Exercise aim — Rewrite every one of the records below, replacing "Target" with "Object" and changing nothing else. Leave the pictures out of your answer.

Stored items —
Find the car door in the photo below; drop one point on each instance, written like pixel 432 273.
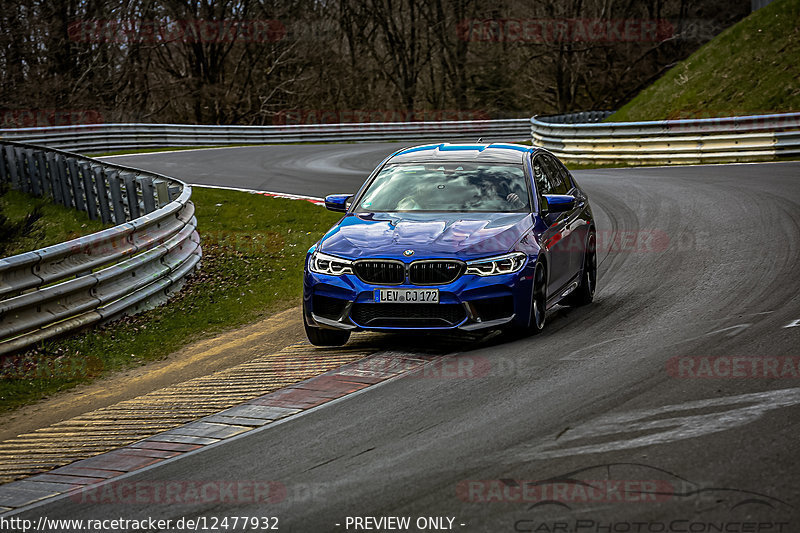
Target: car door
pixel 576 225
pixel 553 239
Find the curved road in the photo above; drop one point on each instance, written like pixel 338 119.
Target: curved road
pixel 697 263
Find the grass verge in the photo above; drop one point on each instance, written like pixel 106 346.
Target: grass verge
pixel 51 224
pixel 253 252
pixel 750 68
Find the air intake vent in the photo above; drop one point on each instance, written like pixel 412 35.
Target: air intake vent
pixel 380 272
pixel 435 272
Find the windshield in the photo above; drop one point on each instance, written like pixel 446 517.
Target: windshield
pixel 450 187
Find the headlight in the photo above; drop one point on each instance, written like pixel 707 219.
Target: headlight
pixel 501 264
pixel 327 264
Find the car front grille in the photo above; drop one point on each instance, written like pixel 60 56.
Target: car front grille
pixel 407 315
pixel 380 272
pixel 434 272
pixel 391 272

Exercise answer —
Find the car door in the photo below; drop one point on each instance, written like pixel 432 273.
Object: car door
pixel 576 225
pixel 553 239
Find the curved road in the photo above; drop one point on each instance, written like pixel 338 119.
Object: curved road
pixel 697 263
Find the grass verge in the photo above; drop one point on each instance, written like pixel 106 346.
Object: grass verge
pixel 51 224
pixel 253 252
pixel 750 68
Find the air intake vent in the photo above; drop one point on each instance, written like pixel 412 35.
Object: air intake vent
pixel 380 272
pixel 435 272
Find the windshield in the photo above; drop one point on each instance, written like pixel 446 517.
Object: windshield
pixel 450 187
Find the headlight in the photo above; drop one point on each instance, written like pixel 707 219.
Object: headlight
pixel 501 264
pixel 327 264
Find the car front grille in the photo above; drop one point on each instance, written like pixel 60 56.
Object: car front grille
pixel 407 315
pixel 380 272
pixel 434 272
pixel 391 272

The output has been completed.